WHAT YOU WILL DO: Return each line of the records holding the string "facade".

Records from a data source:
▼

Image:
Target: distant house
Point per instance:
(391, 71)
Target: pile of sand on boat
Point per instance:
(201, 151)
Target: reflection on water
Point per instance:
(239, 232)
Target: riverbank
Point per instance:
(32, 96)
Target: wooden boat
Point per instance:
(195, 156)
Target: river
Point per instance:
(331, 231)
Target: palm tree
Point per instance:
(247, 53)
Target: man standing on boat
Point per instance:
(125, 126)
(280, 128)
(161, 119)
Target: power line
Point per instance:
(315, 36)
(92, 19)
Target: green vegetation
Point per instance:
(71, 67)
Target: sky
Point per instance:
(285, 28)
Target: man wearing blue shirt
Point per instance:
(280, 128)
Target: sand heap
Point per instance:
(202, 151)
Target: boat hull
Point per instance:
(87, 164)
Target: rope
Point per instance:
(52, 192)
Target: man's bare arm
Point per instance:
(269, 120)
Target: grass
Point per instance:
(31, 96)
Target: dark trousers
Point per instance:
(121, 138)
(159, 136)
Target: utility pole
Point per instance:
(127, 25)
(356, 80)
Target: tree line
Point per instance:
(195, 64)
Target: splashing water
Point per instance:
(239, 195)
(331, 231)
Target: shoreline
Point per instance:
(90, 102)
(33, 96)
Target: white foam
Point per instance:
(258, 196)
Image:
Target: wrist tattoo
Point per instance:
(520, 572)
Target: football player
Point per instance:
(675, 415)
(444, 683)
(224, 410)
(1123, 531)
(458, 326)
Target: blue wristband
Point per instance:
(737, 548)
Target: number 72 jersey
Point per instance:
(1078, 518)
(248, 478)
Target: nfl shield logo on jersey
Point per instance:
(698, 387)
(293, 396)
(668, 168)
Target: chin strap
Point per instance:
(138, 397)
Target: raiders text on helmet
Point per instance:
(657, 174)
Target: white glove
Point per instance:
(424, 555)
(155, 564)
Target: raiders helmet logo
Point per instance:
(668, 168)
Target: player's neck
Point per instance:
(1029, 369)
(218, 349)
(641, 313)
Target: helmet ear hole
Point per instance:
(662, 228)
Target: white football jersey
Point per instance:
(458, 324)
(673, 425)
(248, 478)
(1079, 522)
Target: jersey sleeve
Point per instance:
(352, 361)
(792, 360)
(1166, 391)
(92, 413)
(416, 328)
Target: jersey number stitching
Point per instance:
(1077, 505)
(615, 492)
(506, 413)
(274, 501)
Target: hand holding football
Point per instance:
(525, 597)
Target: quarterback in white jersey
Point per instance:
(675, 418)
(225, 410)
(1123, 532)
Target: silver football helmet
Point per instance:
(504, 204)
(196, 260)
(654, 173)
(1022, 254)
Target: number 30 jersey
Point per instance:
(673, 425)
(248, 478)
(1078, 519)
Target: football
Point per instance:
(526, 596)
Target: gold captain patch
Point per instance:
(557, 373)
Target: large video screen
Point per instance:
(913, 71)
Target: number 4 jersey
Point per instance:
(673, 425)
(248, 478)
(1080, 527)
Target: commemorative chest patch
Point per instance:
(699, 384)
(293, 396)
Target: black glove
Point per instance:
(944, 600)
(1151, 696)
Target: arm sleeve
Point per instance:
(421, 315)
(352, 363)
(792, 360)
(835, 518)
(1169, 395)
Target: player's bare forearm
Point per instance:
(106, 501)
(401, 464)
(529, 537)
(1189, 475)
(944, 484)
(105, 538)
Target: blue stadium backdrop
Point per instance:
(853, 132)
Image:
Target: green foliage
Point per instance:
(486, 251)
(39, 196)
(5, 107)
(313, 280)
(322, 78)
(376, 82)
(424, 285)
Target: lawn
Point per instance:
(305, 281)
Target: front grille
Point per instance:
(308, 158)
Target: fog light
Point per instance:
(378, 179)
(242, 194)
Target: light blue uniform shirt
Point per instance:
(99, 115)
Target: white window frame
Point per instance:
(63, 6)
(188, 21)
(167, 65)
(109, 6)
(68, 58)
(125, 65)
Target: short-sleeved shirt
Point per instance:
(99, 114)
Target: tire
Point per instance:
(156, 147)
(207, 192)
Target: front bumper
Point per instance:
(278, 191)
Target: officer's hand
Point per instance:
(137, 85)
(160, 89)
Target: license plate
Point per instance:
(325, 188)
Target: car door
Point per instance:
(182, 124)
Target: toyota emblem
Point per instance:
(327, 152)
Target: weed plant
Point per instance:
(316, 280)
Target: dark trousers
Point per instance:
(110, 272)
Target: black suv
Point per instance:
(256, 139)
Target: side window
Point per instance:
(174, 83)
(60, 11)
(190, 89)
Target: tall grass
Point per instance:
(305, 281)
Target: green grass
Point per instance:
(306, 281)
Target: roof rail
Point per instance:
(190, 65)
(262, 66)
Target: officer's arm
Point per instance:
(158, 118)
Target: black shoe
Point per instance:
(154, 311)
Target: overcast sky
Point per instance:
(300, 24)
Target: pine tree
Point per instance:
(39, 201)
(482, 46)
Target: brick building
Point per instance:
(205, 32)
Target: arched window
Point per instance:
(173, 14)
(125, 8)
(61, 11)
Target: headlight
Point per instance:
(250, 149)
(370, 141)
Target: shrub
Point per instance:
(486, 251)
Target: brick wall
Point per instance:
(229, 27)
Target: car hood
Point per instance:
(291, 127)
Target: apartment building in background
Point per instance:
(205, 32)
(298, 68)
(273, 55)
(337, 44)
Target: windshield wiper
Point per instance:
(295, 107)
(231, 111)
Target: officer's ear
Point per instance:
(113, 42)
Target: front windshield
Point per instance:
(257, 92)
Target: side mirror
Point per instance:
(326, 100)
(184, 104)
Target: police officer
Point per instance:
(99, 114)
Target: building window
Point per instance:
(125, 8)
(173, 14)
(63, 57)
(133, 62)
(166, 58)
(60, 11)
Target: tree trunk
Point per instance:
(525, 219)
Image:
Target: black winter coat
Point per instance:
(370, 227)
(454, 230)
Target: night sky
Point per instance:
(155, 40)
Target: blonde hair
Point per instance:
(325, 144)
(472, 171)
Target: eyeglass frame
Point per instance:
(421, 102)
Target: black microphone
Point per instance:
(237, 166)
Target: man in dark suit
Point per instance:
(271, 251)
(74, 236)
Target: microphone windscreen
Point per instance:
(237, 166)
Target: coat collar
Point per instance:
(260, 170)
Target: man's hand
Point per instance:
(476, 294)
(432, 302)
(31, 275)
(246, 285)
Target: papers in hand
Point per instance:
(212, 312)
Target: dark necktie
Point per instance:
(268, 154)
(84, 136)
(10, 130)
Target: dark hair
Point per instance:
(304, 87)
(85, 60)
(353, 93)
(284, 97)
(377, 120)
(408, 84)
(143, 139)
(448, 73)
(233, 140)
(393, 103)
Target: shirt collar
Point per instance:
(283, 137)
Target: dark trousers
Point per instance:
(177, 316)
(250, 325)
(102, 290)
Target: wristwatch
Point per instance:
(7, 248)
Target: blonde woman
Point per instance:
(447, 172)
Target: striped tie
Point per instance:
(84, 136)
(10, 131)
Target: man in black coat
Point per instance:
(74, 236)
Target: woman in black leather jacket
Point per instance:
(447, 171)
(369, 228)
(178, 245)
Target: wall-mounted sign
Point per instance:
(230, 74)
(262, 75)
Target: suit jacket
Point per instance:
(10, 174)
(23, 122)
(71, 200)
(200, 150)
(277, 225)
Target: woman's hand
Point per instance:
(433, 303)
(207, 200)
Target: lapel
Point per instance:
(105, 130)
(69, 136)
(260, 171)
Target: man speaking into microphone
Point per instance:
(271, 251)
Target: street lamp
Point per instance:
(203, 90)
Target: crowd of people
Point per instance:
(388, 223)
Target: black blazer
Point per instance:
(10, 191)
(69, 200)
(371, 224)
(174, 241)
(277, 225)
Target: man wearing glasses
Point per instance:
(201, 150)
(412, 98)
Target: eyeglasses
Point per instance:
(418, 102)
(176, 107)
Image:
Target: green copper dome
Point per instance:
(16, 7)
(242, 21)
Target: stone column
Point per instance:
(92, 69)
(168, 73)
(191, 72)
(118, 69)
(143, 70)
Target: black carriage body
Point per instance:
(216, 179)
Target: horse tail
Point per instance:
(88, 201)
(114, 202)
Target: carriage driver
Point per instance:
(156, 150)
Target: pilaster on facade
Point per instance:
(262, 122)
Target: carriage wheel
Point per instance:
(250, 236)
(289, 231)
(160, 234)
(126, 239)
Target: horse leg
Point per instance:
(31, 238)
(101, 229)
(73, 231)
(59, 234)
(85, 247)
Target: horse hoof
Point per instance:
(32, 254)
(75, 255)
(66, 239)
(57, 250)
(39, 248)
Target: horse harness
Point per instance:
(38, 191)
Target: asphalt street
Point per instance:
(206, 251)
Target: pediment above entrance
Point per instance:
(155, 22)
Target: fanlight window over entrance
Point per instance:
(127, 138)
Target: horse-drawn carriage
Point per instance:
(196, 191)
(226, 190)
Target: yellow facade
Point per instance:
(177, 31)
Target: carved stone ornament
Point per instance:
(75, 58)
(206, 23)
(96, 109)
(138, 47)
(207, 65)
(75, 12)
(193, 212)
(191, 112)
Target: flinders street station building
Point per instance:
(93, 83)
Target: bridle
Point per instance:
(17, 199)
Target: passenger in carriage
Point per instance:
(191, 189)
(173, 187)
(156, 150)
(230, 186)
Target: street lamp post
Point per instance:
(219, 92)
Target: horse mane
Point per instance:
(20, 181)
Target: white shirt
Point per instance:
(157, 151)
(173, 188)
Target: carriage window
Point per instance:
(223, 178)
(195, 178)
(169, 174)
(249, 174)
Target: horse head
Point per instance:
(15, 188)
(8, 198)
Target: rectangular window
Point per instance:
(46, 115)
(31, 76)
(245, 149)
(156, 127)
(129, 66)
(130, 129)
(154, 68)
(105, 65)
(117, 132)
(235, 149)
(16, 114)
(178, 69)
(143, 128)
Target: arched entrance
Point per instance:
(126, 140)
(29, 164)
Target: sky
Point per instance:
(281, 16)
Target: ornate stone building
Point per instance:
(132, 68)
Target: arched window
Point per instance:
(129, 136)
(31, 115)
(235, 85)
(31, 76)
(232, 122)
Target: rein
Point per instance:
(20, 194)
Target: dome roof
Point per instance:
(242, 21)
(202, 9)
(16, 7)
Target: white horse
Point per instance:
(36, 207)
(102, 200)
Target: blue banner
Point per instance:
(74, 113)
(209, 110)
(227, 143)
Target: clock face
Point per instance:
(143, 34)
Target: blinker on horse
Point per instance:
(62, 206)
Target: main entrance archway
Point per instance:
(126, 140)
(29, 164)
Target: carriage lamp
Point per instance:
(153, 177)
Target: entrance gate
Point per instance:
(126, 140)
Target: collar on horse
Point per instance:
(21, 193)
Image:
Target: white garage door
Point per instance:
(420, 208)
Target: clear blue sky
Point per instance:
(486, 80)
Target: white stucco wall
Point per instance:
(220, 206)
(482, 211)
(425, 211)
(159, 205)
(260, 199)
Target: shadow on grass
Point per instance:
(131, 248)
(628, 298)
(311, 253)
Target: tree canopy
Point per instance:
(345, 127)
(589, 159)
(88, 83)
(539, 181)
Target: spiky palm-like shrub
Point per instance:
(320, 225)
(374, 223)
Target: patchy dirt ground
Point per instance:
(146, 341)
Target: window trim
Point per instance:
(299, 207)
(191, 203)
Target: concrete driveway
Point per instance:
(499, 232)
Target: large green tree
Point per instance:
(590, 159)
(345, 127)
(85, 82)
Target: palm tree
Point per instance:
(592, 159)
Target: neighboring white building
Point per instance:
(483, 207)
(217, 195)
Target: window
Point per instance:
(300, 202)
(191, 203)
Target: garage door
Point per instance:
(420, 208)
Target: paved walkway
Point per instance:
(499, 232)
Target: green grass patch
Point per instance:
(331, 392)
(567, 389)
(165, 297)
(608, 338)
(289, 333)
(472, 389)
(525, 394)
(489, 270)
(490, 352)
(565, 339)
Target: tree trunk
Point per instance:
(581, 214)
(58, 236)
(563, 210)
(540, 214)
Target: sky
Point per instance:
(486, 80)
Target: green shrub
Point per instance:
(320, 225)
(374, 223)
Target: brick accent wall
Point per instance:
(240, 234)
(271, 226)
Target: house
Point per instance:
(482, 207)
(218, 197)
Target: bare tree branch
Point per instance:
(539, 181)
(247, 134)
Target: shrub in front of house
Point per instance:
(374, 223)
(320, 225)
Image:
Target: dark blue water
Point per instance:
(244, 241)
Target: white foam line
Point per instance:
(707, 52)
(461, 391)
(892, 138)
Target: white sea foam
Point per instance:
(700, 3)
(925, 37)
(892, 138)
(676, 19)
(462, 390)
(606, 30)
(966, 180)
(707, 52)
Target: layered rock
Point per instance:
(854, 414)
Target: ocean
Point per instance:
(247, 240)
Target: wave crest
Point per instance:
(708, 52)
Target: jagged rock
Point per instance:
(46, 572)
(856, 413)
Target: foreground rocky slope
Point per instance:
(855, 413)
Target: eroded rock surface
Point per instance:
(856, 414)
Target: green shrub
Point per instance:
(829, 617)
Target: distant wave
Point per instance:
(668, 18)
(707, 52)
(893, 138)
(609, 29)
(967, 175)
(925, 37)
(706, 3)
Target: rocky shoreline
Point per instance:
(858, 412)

▲

ANSWER TO THIS TASK:
Target: pilaster on facade
Target: yellow facade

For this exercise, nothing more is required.